Consigne:
Changez « prudence » en « circonspection » dans un passage du texte sur Mills, puis reproduisez ce passage. Commencez aux mots « En octobre, au » et arrêtez-vous après les mots « des districts scolaires. ».

Texte de lecture:
▼
En partie à cause d’interventions de ce genre, on tenait Mills pour l’un des membres les plus compétents du caucus libéral fédéral. Il était en pleine ascension. Sa lecture provincialiste de l’Acte de l’Amérique du Nord britannique rejoignait, pour l’essentiel, la vision d’Oliver Mowat, premier ministre libéral de l’Ontario de 1872 à 1896, avec qui il noua une longue amitié. De toute évidence, sa compréhension des fondements législatifs et de la signification politique du pouvoir provincial impressionnait Mowat, qui lui demanda en 1872 de défendre la position de son gouvernement sur les frontières ouest et nord de la province. À compter de la publication de son rapport, au début de 1873, Mills joua un rôle majeur dans le litige frontalier. Il défendit la cause de l’Ontario contre le gouvernement fédéral, tant aux Communes qu’à l’extérieur, et ce même quand son propre parti, dirigé par Alexander Mackenzie*, fut au pouvoir, soit de 1873 à 1878. Par ailleurs, en janvier 1876, il fut appelé à présider le comité spécial qui allait se pencher sur la dépression économique qui frappait le pays. Il se servit du rapport du comité pour vanter les mérites du libre-échange, et il prévint que les coûts liés à l’imposition de droits de douane excédaient grandement les bénéfices que l’on pouvait attendre de ce genre de stimulation artificielle de l’économie.

En octobre, au sortir de son incursion en politique douanière, Mills fut nommé ministre de l’Intérieur, donc chargé des nombreuses questions relatives au peuplement et à l’autonomie des Territoires du Nord-Ouest, ainsi que des Affaires indiennes. Bien que, par la suite, Mackenzie ait déclaré qu’il était un ministre « toujours efficace et plein de bonne volonté », il paraît avoir été d’une prudence excessive dans un domaine d’une importance prépondérante, à savoir l’extension du self-government dans le Nord-Ouest. Par exemple, il répugnait à abroger les restrictions imposées par l’Acte des Territoires du Nord-Ouest de 1875 à l’organisation des municipalités et des districts scolaires.
▲
Données enregistrées:
▼
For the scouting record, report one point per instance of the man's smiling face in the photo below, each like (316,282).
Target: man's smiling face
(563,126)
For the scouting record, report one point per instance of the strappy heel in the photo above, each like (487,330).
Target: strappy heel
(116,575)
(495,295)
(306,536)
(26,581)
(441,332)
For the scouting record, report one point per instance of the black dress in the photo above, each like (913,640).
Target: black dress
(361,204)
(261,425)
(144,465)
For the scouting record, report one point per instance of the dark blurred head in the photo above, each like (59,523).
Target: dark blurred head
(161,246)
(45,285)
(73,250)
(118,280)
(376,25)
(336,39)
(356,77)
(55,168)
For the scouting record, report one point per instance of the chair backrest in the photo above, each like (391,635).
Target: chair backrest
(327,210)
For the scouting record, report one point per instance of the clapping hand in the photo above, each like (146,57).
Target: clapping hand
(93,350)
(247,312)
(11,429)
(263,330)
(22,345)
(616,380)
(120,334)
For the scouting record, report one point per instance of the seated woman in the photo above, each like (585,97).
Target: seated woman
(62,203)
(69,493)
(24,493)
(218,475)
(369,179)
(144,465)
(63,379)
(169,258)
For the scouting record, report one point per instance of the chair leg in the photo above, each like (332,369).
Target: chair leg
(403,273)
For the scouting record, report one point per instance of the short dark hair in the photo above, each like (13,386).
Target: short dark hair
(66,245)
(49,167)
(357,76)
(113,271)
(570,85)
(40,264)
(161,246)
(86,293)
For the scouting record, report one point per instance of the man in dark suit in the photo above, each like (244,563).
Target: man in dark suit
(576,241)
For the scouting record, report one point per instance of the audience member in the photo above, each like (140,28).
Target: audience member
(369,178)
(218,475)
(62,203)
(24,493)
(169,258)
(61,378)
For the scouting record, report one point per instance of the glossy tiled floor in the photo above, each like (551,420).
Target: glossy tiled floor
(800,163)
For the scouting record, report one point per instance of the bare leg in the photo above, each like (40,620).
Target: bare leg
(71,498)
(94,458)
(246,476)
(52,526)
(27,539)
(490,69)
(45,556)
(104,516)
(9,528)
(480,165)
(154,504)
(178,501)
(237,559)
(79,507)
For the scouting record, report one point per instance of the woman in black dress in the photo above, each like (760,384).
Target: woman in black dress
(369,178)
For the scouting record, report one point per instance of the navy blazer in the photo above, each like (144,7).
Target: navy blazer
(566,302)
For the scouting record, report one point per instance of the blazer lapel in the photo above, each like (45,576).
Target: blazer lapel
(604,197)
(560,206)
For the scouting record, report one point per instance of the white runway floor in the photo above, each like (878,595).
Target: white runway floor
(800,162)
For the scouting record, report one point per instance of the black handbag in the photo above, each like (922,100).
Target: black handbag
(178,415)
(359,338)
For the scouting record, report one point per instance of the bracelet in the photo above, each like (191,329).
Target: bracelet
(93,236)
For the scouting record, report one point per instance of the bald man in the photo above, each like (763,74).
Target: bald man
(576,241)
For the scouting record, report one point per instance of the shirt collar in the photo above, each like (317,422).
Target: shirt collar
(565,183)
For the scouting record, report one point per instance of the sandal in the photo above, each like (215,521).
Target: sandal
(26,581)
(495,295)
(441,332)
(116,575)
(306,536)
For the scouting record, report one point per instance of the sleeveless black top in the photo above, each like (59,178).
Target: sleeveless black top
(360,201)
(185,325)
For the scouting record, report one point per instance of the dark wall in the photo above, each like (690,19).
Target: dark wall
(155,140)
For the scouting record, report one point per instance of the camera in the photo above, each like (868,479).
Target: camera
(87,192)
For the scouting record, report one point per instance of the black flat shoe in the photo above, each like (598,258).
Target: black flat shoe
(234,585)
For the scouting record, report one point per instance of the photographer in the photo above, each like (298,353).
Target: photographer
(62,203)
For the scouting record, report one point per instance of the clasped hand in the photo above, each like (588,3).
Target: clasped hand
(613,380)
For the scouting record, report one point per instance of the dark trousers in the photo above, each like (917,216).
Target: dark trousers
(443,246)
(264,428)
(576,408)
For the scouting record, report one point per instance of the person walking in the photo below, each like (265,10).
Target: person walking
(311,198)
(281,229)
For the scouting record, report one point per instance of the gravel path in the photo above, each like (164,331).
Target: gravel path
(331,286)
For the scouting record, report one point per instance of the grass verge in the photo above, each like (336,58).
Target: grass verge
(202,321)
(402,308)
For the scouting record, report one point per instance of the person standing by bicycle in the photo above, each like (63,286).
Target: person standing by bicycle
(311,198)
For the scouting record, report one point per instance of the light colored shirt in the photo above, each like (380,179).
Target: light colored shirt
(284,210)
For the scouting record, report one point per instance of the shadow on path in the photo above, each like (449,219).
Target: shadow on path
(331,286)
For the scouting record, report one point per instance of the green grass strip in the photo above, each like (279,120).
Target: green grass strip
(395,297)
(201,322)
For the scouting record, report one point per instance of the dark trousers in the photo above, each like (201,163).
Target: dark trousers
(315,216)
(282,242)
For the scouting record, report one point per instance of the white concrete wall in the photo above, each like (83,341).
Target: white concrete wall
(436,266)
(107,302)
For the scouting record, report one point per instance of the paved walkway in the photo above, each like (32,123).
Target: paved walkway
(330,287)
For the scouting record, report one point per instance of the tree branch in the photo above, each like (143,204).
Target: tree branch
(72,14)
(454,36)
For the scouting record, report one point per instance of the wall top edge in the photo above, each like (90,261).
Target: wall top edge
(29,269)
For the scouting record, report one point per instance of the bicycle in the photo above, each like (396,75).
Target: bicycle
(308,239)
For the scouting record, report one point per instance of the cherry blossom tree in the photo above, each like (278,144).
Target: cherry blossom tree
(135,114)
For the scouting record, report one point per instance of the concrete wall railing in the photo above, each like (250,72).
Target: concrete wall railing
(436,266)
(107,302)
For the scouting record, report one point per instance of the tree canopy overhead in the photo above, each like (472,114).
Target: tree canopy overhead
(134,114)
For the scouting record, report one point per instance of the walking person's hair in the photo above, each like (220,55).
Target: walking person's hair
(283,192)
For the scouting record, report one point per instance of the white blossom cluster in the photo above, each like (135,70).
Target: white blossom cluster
▲
Réponse attendue:
En octobre, au sortir de son incursion en politique douanière, Mills fut nommé ministre de l’Intérieur, donc chargé des nombreuses questions relatives au peuplement et à l’autonomie des Territoires du Nord-Ouest, ainsi que des Affaires indiennes. Bien que, par la suite, Mackenzie ait déclaré qu’il était un ministre « toujours efficace et plein de bonne volonté », il paraît avoir été d’une circonspection excessive dans un domaine d’une importance prépondérante, à savoir l’extension du self-government dans le Nord-Ouest. Par exemple, il répugnait à abroger les restrictions imposées par l’Acte des Territoires du Nord-Ouest de 1875 à l’organisation des municipalités et des districts scolaires.